(REQUIREMENTS) Copy every one of the lines below word for word, but leave the pictures out.

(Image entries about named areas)
◇ ◇ ◇ ◇ ◇

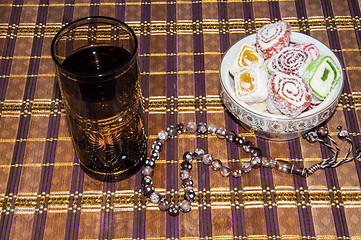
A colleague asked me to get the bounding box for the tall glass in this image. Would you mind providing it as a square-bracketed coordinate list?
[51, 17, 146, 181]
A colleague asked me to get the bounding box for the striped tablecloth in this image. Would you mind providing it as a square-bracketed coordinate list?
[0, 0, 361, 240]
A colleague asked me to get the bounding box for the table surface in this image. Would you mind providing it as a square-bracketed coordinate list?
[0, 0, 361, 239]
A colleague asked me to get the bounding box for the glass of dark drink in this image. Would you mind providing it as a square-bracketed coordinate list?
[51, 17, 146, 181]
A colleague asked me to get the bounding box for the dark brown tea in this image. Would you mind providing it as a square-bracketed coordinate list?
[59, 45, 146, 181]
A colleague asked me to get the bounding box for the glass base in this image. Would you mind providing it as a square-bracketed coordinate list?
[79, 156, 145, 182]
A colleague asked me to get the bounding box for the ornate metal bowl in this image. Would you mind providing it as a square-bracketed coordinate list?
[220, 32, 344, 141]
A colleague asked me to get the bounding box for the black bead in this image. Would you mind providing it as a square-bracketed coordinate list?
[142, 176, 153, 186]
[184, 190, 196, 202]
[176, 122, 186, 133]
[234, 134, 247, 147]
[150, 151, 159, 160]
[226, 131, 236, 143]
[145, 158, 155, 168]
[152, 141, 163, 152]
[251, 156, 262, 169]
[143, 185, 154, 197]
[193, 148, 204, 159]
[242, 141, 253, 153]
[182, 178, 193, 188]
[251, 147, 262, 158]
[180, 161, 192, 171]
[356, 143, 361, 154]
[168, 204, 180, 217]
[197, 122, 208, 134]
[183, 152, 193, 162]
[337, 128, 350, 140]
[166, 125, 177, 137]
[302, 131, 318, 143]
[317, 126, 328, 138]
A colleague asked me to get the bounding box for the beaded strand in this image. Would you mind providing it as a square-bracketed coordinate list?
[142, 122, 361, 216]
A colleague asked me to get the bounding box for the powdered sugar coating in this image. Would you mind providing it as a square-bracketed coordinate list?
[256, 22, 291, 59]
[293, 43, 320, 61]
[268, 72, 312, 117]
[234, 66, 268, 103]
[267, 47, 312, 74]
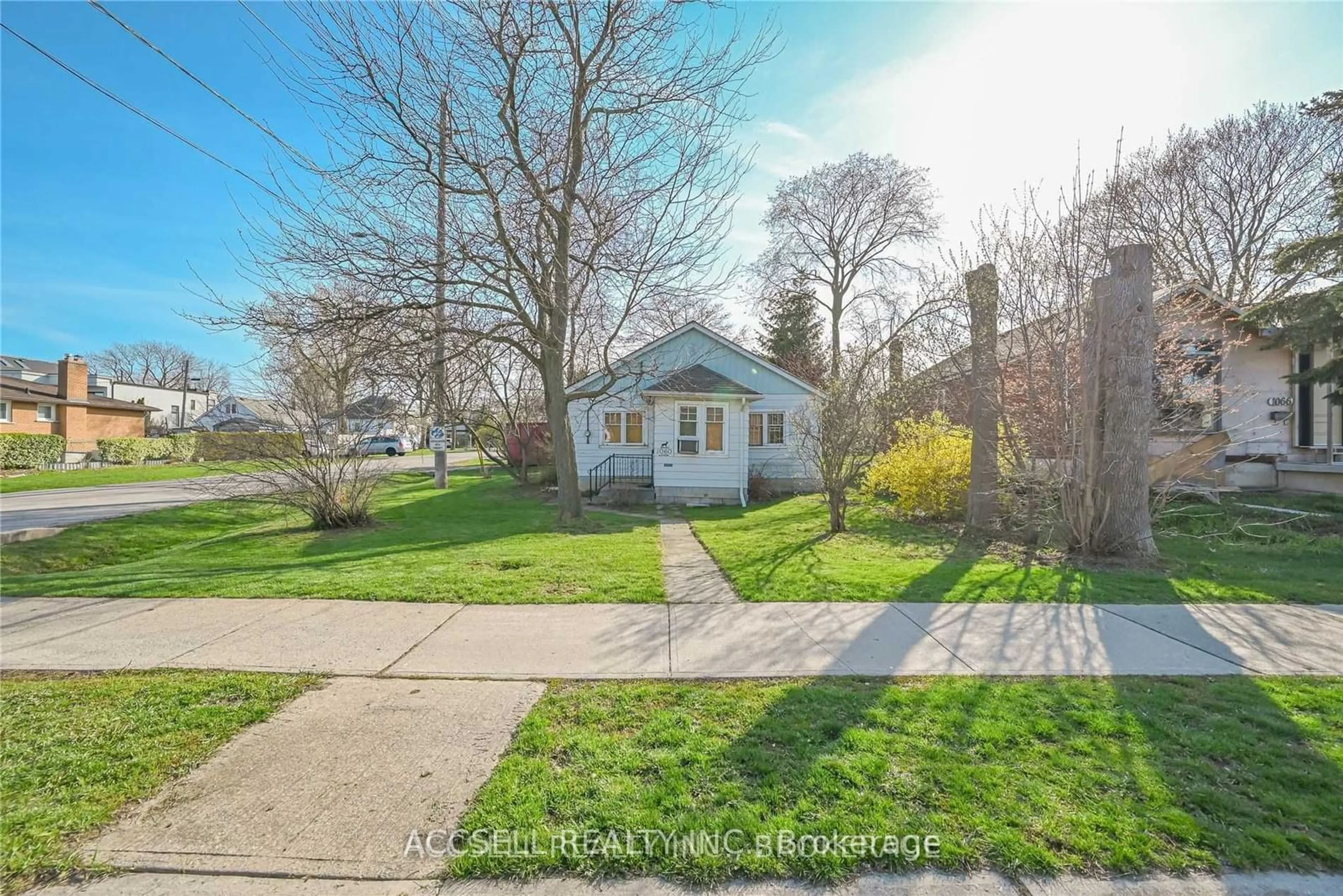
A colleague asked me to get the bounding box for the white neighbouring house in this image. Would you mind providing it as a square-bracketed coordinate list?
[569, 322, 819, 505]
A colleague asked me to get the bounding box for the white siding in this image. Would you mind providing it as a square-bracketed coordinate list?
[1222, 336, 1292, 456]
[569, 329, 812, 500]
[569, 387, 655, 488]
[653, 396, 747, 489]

◇ ◇ ◇ ◇ ◇

(EXERCISE RESULT)
A colleague asked me to get the bounding box for the tall glass in this image. Would you mind providing it as a square-bracketed coordinate list?
[51, 17, 146, 181]
A colleague asked me to get the bounding box for the striped tablecloth in this image. Would you mind providing it as a square-bracketed coordinate list?
[0, 0, 361, 240]
A colleague asked me to get the bounding box for the table surface in this image. Would you mind providing it as a square-bracketed coordinate list?
[0, 0, 361, 239]
A colleague asked me to get the bounding box for the glass of dark drink in this image. Would you mind providing it as a square-bracketed coordinate list?
[51, 17, 146, 181]
A colleague asked me to get the bounding box for the dark brown tea in this image. Would you mind providing it as a square-bracketed coordinate list?
[59, 45, 146, 181]
A colleague asked me to get the bounding box for the glass base in this image. Would you mind providing it as a square-bracketed coordinate list?
[79, 156, 145, 182]
A colleague asked me to get the bounding box for the ornate metal bowl in this image. Would you mind providing it as a square-bracketed coordinate list?
[220, 32, 344, 141]
A colleague asked me to get the bounding box for the black bead in this image. Would you mind providing it as a square-bracketed coordinate list?
[142, 176, 153, 186]
[184, 190, 196, 202]
[176, 122, 186, 133]
[234, 134, 247, 147]
[150, 151, 159, 160]
[226, 131, 236, 143]
[145, 158, 155, 168]
[152, 141, 163, 152]
[251, 156, 262, 169]
[143, 185, 154, 197]
[193, 148, 204, 159]
[242, 141, 253, 153]
[182, 178, 193, 188]
[251, 147, 262, 158]
[180, 161, 192, 171]
[356, 143, 361, 154]
[168, 204, 180, 217]
[197, 122, 208, 134]
[183, 152, 193, 162]
[337, 128, 350, 140]
[166, 125, 177, 137]
[302, 131, 318, 143]
[317, 126, 328, 138]
A colleague asked me to get the bounding box for the beaded strand in this image. Would you mind providing it as a square-bracketed coordinate list?
[142, 122, 361, 216]
A colleague asked me to get the bounding box for the powdered sugar coating in this image. Would you mind providing it as a square-bracketed coordinate list?
[256, 22, 291, 59]
[293, 43, 320, 61]
[268, 72, 312, 117]
[234, 66, 268, 103]
[267, 47, 312, 74]
A colleague asked me to get the bounding box for the white neighbouring house in this image. Would you mind providing it as a square-bracketed coordinate list?
[569, 322, 819, 505]
A colleague asked me to get the bounding box for the white siding in this image. Would you mind providing it as a square-bracketed coordinate list?
[1222, 336, 1292, 456]
[569, 329, 812, 500]
[569, 387, 655, 488]
[653, 396, 747, 489]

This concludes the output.